Stored data
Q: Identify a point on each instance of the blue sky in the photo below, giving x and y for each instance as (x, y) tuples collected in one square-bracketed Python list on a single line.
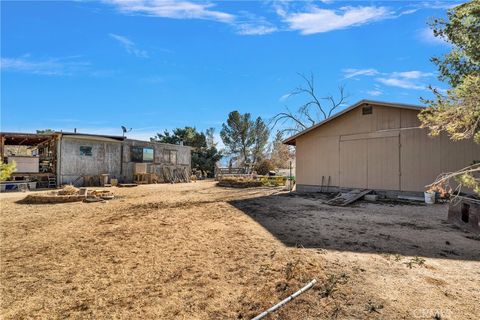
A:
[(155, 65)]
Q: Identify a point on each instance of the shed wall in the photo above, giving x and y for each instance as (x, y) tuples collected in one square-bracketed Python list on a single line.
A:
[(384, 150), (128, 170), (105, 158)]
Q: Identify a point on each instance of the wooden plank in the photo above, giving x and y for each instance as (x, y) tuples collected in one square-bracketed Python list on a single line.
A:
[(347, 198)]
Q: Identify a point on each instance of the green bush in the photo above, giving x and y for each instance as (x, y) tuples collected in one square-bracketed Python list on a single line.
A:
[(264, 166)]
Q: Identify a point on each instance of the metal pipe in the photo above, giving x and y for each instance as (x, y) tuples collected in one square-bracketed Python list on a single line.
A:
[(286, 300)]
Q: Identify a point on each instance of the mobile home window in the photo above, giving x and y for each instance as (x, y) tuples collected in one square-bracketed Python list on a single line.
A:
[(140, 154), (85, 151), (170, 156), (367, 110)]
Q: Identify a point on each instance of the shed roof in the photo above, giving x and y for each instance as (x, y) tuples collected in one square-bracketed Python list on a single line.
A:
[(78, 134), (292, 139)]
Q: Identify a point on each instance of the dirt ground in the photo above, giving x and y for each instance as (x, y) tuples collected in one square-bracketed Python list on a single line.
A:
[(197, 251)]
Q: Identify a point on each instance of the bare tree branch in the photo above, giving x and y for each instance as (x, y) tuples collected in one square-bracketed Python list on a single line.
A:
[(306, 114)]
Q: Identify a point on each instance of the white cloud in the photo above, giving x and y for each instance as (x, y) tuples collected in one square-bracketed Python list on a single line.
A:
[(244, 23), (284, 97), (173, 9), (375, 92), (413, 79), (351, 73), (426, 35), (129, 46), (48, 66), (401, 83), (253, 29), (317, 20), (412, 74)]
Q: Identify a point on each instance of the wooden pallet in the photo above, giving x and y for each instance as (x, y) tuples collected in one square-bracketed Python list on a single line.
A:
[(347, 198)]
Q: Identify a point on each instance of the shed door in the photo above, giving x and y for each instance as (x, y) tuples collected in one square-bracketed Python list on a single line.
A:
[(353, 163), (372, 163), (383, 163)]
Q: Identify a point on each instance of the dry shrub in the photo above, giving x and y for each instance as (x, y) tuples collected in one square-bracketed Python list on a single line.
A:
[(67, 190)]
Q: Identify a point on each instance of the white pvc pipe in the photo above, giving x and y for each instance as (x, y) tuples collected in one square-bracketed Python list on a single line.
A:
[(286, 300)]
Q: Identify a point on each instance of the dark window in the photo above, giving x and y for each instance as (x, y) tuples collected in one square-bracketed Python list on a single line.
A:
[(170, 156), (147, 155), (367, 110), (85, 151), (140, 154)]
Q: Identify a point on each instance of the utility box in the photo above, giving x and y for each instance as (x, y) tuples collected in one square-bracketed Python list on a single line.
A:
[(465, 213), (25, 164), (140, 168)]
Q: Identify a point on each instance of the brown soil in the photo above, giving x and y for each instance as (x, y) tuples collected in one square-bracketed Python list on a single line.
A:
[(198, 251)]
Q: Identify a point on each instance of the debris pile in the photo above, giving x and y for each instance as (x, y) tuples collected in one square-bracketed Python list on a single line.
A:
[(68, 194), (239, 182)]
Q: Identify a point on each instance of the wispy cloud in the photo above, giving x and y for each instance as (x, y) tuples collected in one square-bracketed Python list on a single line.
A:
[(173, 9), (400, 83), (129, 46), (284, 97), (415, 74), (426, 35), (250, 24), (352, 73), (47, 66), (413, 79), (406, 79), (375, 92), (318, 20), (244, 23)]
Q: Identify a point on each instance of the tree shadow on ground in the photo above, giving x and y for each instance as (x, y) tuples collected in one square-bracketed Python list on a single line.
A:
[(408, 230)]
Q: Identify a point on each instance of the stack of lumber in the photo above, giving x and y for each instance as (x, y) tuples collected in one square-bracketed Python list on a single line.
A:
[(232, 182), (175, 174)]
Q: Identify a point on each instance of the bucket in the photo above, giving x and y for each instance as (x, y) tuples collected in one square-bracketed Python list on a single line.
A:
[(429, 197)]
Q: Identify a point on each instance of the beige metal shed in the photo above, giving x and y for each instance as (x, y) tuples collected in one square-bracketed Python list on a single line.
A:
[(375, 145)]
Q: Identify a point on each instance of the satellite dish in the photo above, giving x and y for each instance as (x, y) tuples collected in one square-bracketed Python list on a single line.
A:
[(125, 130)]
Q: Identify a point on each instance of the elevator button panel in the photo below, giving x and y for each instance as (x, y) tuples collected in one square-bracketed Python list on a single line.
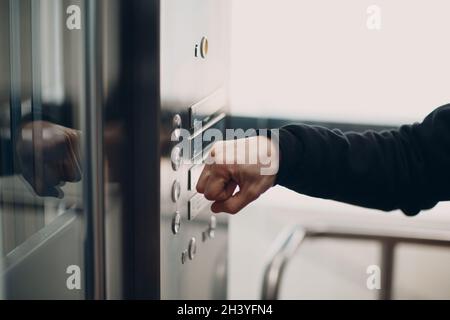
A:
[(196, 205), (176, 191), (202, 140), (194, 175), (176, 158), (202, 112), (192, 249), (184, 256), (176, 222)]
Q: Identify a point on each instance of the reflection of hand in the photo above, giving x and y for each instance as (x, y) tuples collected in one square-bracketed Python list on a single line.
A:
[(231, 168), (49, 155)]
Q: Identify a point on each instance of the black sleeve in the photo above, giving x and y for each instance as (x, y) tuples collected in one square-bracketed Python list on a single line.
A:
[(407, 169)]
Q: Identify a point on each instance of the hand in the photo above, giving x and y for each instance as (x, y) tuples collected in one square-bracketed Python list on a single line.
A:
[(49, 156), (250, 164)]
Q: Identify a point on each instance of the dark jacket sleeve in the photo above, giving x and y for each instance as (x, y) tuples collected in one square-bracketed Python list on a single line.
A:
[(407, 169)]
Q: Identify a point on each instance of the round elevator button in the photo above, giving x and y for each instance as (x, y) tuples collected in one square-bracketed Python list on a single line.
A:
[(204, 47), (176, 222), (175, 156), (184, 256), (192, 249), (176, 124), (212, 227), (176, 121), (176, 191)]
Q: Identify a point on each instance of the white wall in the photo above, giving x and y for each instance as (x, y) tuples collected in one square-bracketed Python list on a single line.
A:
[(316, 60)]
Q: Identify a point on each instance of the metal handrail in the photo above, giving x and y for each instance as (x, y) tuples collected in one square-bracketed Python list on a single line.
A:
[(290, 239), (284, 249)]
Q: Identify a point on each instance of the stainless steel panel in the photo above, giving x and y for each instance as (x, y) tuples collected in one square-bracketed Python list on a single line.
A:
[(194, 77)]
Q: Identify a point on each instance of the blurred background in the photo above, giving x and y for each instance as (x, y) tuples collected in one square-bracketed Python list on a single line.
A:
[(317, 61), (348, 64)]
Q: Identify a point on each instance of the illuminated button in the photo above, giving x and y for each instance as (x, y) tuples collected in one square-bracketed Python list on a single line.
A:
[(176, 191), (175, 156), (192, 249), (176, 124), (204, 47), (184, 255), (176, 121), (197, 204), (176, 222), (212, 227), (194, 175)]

| What is being asked |
What you return must match the records line for line, with the pictures left out.

| Answer space |
Q: Identify a point on each instance of the blue sky in the photo below, giving x and y for each instance as (x, y) tuples collected in one square-bracketed Python list on a single line.
A:
[(155, 65)]
Q: Identify a point on each instance of the shed wall in the photo above, giving x and y for each instance as (x, y) tuples collected in one square-bracketed Python list on a single line.
A:
[(384, 150), (128, 170), (105, 158)]
Q: Identify a point on each instance of the wooden plank in the photo above, giving x and y for each instance as (x, y) tuples collected in one square-bracketed Python list on a single line.
A:
[(347, 198)]
Q: Identify a point on each instance of the green bush in the photo above, giving x and y for each instance as (x, y) tuples collected in one square-bracketed Python list on a single line.
A:
[(264, 166)]
Q: Identify a point on each instance of the metal pipe in the photo above, giving x and y for each instance as (x, y) tuples collected in one square-bracketed Python list on a single line.
A:
[(286, 300)]
Q: Identify a point on each instance of the mobile home window in the photo above, giving x and y for each instance as (x, y) tuples collected in one square-bracketed Python list on a single line.
A:
[(140, 154), (85, 151), (170, 156), (367, 110)]
Q: Identify a point on each instance of the shed roof in the photo above, giving x and y for each instance as (x, y) tuples collected in one square-bracketed Python list on a single line.
A:
[(78, 134), (292, 139)]
Q: Identify a point on each instance of the dirt ground in the photo above, giving x and y for each instance as (x, y) tuples collected in one square-bracketed Python list on a single line.
A:
[(197, 251)]
Q: Identify a point on each instance of the bare tree branch in the photo above, giving x and y for each instance as (x, y) tuples collected in one square-bracketed Python list on a single line.
A:
[(306, 114)]
Q: Identify a point on each instance of the white cloud in the photo above, giving x and y for each instance as (x, y) tuples collected in one square-bracketed Python list on a single line.
A:
[(244, 23), (284, 97), (173, 9), (375, 92), (413, 79), (351, 73), (426, 35), (129, 46), (48, 66), (401, 83), (253, 29), (317, 20), (412, 74)]
Q: Identify a point on each instance of the wooden pallet in the photo above, giving x and y for each instance as (x, y) tuples collected in one square-bracketed Python list on a single line.
A:
[(347, 198)]
Q: Identify a point on each instance of the shed door in the photo above, giving x and y for each instance as (x, y) tuples collected in one square-bracketed Python list on a single line.
A:
[(353, 163), (372, 163), (383, 163)]
Q: Identify a point on each instance of the dry shrub in the photo above, giving x and y for each instance as (x, y) tuples collected in one square-bracketed Python list on a single line.
A:
[(67, 190)]
Q: Identify a point on each instance of the white pvc pipe in the photo above, giving x and y for each instance as (x, y) tuples collected in one square-bracketed Python list on a single line.
A:
[(286, 300)]
Q: Identify a point on each instance of the dark window in the photo above, giving x and y for each instance as (x, y) tuples collected in one square-bracketed Python list on a single line.
A:
[(170, 156), (147, 155), (367, 110), (85, 151), (140, 154)]
Q: Identify a point on each instance of the utility box in the photo above, giving x and y for each instance as (x, y) tuples collected in one square-bracketed Python list on a single line.
A:
[(465, 213), (25, 164), (140, 168)]
Q: Identify a point on each instance of the brown soil in the photo above, giving x and y for each instance as (x, y) tuples collected in one square-bracketed Python list on a single line.
A:
[(198, 251)]
Q: Identify a point on each instance of the debris pile in the photo above, giving x and y for each instance as (x, y) tuples collected in one square-bracketed Python list on a single line.
A:
[(68, 194), (239, 182)]
Q: Identify a point on each instance of the wispy cloud in the photo above, giving x and y for each instance as (x, y) tuples collected in one square-bracketed Python list on a single line.
A:
[(173, 9), (400, 83), (129, 46), (284, 97), (415, 74), (426, 35), (250, 24), (352, 73), (47, 66), (413, 79), (406, 79), (375, 92), (318, 20), (244, 23)]
Q: Identify a point on each instance of the tree shadow on ground in the photo above, giving x and y for each instance as (x, y) tuples collected in one square-bracketed Python list on a single line.
A:
[(408, 230)]
Q: Identify a point on each instance of the stack of lumber in the photo above, giving x and y for each instance as (x, y) tuples collected in one square-bracketed Python list on a single line.
A:
[(232, 182), (175, 174)]
Q: Identify a point on each instance of the bucket in the photo above, giving x and y for each instance as (x, y) tuples collected in one square-bracketed Python list on a single line.
A:
[(429, 197)]
Q: Identify a point on each instance of the beige metal shed in the photo above, giving x and y for each instance as (x, y) tuples collected in one square-bracketed Python list on a single line.
A:
[(375, 145)]
Q: Identify a point on each instance of the satellite dish in the photo above, giving x and y for each instance as (x, y) tuples collected in one square-bracketed Python list on a single line.
A:
[(125, 130)]
Q: Identify a point on each instance of the elevator button panel in the photo below, giving x and y for each instance as (x, y) tuples collected in one square-bracketed Python list on a single line.
A:
[(196, 205), (176, 191), (202, 140), (194, 175), (176, 158), (202, 112), (192, 249), (184, 256), (176, 222)]
Q: Identify a point on each instance of the reflection of hand in the photo above, giving x and y for each instance as (x, y) tuples collected in one square-bracketed Python list on a single line.
A:
[(231, 168), (49, 155)]
Q: Identify a point on each instance of the black sleeve in the photo above, giving x and y for each instance as (x, y) tuples collected in one square-bracketed Python list on a single line.
A:
[(407, 169)]
Q: Identify a point on each instance of the hand in the photo above, giving x and y for each instance as (x, y) tuples collected in one square-bracketed Python list on a single line.
A:
[(49, 156), (250, 164)]
Q: Identify a point on each instance of the dark jacket sleeve in the photo above, giving x and y for each instance as (x, y) tuples collected in one square-bracketed Python list on a single line.
A:
[(407, 169)]
Q: Identify a point on each instance of the round elevator button in the photo above, giving x and y for each instance as (x, y) tuples collected in one square-bracketed Python list on a single line.
A:
[(204, 47), (176, 222), (175, 156), (184, 256), (192, 249), (176, 124), (212, 227), (176, 121), (176, 191)]
Q: Identify a point on each instance of the white wall in the photo above, giving x and y for each instance as (x, y) tuples collected in one square-bracketed Python list on a single line.
A:
[(316, 60)]
Q: Identify a point on each instance of the metal handrail in the photo above, giving x and y for each instance as (x, y) tuples collected in one square-bracketed Python list on a single line.
A:
[(290, 239), (284, 249)]
Q: Identify a point on each instance of the stainless steel panel in the photo above, giving x and y for each instance as (x, y) tuples collected in one square-bracketed Python list on a single line.
A:
[(194, 77)]
Q: Identify a point on each instance of the blurred background in the photo above, giving x and y for each instance as (x, y) tuples collected in one square-bracketed Python list on a single line.
A:
[(317, 61), (348, 64)]
Q: Identify a point on each instance of the illuminated button in the photo above, giving x and y for each instance as (x, y) tuples collected in one square-bracketed Python list on a single line.
A:
[(176, 191), (175, 156), (192, 249), (176, 124), (204, 47), (184, 255), (176, 121), (197, 204), (176, 222), (212, 227), (194, 175)]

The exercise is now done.